Pero hay que orar en verdad. En cuántas ocasiones, San Alfonso ha denunciado el riesgo de contentarnos con repetir fórmulas de oración, aun siendo tan bellas:
Por el contrario, quien se ejercita en la oración mental, cae difícilmente en pecado; y si alguna vez tiene la desgracia de caer, no será fácil que permanezca mucho en tan miserable estado; o dejará la meditación, o dejará el pecado.
Oración y pecado no pueden vivir juntos ”. (3)
De ahí, las oraciones que siembran sus obras no son fórmulas a recitar de memoria, sino ejemplos que alientan nuestra oración, dicho de otra forma, nuestro diálogo con nuestro amigo Jesús. Porque San Alfonso, como el Evangelio, no nos habla sino de amor. Él dice y repite: “¡El Señor os ama: amadle!”. Y, en su oración, no se cansa de pedir la gracia de convertirse en un “enamorado de Dios”.
“Jesús mío, con la samaritana te digo: “dame de ese agua”.

==================================================

_Qué hacer_.
1. Indica si cada afirmación concuerda con el fragmento sobre San Alfonso y la oración. Responde sí o no y cita las palabras decisivas del fragmento: (a) quien se ejercita en la oración mental cae fácilmente en pecado; (b) las oraciones que siembran sus obras no son fórmulas para recitar de memoria; (c) en su oración, San Alfonso pide la gracia de convertirse en un «enamorado de Dios».
2. Transcribe literalmente el pasaje del fragmento sobre San Alfonso y la oración que va desde "Pero hay que" hasta "dejará el pecado.", ambas palabras incluidas.
Resuelve las tareas basándote solo en el fragmento.

==================================================

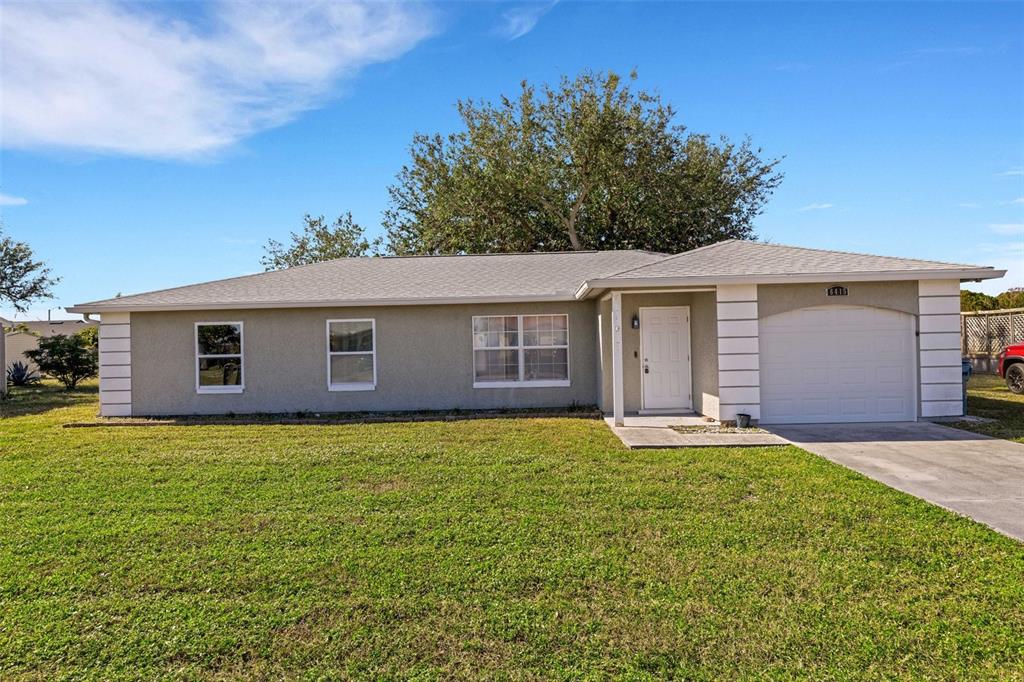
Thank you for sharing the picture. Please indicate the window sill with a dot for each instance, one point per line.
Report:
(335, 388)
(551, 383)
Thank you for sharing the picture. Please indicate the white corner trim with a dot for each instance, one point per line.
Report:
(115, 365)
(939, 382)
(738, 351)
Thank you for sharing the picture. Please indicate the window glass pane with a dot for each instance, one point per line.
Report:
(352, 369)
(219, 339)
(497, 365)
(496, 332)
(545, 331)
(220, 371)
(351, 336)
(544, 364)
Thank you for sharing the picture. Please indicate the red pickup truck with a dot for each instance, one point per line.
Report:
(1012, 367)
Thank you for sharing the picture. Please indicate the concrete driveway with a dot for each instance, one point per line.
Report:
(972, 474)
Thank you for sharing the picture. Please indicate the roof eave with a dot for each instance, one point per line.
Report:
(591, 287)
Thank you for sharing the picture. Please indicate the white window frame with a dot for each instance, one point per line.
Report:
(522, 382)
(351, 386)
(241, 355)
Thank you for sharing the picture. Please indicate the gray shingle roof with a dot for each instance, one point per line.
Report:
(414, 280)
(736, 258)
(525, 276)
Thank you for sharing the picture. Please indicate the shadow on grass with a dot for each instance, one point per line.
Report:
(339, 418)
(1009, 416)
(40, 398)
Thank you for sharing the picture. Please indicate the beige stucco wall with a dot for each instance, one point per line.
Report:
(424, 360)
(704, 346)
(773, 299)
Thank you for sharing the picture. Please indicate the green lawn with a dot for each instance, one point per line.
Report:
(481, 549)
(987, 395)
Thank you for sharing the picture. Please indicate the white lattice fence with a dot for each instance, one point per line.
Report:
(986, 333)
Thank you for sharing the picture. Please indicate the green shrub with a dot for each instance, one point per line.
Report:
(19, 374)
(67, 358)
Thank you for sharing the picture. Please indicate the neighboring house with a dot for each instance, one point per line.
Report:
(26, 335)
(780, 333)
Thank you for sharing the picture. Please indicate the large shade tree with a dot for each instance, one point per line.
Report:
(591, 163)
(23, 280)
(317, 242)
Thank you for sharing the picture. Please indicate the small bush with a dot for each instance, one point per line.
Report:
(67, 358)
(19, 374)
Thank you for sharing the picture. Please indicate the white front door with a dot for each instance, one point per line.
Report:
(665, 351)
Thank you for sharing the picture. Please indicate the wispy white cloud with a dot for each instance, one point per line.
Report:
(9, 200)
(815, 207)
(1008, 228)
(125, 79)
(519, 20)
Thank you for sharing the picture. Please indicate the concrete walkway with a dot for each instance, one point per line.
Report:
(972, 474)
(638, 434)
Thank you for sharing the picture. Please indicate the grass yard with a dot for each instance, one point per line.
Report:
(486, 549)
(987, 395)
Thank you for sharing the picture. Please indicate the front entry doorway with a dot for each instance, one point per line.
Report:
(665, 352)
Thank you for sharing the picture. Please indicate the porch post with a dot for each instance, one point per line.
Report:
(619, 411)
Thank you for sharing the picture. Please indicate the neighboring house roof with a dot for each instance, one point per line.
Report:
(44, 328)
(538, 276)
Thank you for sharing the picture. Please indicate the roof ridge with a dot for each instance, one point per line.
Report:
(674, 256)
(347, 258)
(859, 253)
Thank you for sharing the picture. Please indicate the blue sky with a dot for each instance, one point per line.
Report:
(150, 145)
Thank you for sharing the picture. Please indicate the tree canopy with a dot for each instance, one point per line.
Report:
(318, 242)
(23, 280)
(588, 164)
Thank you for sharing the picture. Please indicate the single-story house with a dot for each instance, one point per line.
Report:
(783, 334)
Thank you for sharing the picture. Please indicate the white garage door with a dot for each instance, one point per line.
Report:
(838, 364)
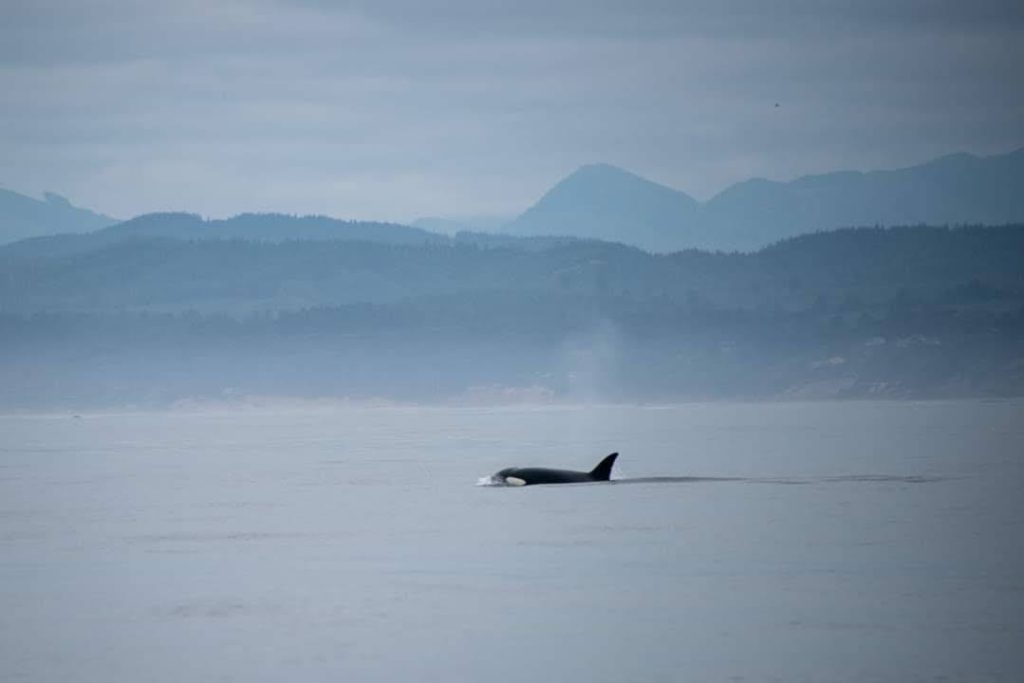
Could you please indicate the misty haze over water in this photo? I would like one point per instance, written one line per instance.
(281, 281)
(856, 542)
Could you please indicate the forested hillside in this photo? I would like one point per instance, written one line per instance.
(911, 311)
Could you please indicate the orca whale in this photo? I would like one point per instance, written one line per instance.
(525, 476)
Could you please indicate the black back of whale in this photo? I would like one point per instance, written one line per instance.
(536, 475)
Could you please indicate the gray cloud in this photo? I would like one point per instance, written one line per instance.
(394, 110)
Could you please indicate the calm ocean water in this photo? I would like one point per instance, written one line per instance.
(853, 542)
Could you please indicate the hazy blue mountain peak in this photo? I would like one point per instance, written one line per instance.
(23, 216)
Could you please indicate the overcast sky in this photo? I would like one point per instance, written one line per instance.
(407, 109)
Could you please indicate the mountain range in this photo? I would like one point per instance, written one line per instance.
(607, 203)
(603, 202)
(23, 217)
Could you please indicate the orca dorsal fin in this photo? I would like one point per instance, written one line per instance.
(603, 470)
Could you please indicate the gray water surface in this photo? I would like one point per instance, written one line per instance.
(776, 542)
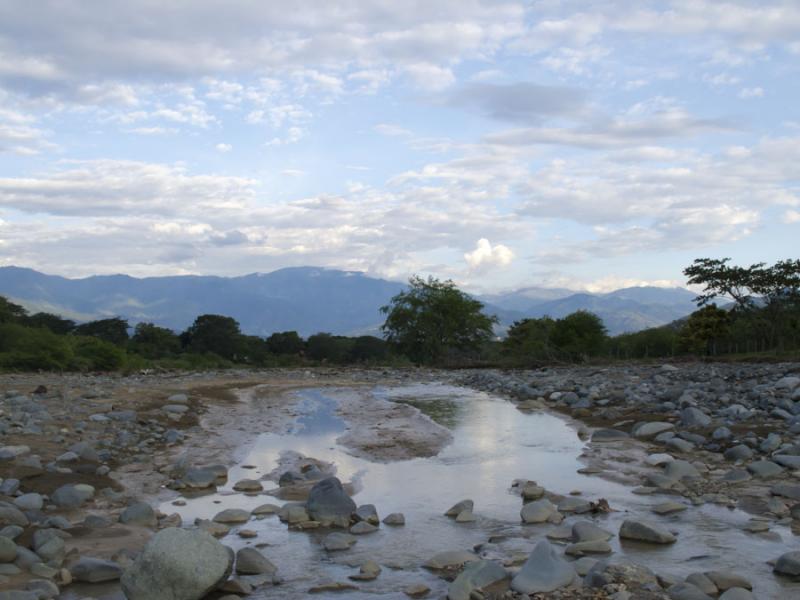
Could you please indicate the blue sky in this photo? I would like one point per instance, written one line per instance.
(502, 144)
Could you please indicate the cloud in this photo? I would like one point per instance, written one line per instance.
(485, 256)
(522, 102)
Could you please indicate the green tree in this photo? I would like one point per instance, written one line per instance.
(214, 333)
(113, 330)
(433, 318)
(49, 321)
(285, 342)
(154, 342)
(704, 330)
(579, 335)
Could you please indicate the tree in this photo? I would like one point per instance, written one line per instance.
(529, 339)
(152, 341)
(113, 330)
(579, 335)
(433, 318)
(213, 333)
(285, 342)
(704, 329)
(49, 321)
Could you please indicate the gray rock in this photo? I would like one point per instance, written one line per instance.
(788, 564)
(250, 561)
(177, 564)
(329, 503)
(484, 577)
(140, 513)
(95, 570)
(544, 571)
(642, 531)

==================================================

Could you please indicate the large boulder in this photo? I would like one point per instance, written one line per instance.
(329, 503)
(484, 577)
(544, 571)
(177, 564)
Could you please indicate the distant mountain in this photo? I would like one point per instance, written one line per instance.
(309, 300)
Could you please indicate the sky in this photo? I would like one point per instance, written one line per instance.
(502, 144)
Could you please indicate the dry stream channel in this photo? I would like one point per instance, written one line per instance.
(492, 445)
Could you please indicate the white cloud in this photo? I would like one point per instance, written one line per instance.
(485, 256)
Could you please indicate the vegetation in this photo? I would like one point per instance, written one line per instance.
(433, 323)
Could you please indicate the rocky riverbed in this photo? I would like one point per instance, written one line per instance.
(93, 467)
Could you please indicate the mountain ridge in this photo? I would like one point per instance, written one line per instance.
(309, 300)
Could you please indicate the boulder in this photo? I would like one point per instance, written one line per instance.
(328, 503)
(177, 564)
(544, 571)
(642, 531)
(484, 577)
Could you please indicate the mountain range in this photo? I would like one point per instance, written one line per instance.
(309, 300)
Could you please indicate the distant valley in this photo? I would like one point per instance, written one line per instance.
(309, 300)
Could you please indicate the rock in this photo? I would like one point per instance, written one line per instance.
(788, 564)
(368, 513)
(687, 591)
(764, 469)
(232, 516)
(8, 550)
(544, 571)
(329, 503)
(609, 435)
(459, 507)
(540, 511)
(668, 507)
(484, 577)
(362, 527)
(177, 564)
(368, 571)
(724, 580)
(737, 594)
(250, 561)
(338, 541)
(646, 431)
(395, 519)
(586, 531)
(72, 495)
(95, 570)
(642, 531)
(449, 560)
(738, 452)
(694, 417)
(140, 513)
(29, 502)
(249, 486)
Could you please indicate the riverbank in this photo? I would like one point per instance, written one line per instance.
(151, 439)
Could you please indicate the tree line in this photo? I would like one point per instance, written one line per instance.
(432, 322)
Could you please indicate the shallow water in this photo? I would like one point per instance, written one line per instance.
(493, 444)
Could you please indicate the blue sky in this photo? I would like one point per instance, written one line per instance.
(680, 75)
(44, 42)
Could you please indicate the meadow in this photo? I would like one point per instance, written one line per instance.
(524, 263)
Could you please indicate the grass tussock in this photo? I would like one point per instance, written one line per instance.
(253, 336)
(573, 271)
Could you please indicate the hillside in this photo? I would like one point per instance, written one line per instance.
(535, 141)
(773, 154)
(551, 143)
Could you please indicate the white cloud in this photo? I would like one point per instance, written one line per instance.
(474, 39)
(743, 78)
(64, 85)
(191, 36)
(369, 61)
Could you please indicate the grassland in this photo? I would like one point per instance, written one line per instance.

==================================================

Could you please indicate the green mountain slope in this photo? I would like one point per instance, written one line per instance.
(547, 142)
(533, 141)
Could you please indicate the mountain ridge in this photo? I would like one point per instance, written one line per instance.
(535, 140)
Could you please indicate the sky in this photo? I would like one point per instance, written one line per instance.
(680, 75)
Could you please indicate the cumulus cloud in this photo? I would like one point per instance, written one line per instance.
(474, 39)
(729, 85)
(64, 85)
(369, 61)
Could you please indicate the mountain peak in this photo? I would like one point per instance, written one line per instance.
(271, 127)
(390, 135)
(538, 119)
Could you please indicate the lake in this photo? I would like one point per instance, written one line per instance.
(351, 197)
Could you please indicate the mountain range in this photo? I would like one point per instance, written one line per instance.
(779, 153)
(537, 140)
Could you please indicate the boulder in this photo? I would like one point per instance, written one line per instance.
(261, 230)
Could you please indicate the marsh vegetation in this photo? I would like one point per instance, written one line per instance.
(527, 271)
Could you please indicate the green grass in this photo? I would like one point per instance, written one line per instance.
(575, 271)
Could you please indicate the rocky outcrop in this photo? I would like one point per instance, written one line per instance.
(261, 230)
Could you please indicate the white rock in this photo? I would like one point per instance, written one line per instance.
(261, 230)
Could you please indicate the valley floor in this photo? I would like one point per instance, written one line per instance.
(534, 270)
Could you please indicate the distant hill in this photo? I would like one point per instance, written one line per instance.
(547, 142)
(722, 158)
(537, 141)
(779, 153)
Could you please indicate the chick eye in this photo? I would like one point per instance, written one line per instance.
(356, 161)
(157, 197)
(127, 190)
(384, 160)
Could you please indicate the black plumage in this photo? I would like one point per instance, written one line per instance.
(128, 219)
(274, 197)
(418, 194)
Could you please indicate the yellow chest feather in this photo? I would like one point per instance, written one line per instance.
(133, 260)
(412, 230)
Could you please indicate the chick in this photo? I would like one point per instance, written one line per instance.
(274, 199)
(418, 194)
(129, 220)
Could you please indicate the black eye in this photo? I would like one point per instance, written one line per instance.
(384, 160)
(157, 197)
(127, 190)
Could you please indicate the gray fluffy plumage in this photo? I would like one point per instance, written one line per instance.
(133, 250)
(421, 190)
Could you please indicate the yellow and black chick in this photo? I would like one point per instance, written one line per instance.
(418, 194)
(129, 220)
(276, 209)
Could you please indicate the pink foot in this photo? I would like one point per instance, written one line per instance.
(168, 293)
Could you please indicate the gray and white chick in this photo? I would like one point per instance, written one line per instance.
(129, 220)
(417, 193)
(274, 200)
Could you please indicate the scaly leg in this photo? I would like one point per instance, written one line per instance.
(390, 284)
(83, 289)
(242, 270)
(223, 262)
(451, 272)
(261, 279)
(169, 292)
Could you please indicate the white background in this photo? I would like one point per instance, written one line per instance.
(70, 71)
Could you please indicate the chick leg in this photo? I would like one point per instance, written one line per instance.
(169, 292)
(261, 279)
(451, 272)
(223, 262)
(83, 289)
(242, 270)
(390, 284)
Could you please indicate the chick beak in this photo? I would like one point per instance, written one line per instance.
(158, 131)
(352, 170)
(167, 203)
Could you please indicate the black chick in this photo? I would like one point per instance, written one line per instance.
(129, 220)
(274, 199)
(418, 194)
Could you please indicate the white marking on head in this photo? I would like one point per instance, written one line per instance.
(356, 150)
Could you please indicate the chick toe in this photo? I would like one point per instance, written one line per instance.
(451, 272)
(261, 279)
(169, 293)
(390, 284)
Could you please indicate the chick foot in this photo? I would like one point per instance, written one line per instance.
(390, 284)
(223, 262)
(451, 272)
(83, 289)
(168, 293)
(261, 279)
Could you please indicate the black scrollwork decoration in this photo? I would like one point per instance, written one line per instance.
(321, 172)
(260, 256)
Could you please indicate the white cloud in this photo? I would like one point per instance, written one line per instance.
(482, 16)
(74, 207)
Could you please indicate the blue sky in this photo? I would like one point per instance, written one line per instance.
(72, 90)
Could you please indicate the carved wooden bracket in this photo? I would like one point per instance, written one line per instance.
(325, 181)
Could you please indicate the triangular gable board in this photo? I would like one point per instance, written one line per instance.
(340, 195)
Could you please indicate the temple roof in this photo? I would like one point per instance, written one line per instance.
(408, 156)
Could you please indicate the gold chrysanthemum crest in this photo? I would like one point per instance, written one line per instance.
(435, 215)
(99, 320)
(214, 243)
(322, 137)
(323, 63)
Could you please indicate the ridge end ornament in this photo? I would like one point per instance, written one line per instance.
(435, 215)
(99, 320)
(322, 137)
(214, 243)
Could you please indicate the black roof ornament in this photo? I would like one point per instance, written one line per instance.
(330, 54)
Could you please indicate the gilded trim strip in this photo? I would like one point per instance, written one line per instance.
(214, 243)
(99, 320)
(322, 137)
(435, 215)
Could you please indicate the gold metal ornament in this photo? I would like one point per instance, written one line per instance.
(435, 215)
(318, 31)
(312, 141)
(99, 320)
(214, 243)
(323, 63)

==================================================

_Respuestas_.
1.
(a) No: «quien se ejercita en la oración mental, cae difícilmente en pecado».
(b) Sí: «las oraciones que siembran sus obras no son fórmulas a recitar de memoria».
(c) Sí: «no se cansa de pedir la gracia de convertirse en un “enamorado de Dios”».

2.
Pero hay que orar en verdad. En cuántas ocasiones, San Alfonso ha denunciado el riesgo de contentarnos con repetir fórmulas de oración, aun siendo tan bellas:
Por el contrario, quien se ejercita en la oración mental, cae difícilmente en pecado; y si alguna vez tiene la desgracia de caer, no será fácil que permanezca mucho en tan miserable estado; o dejará la meditación, o dejará el pecado.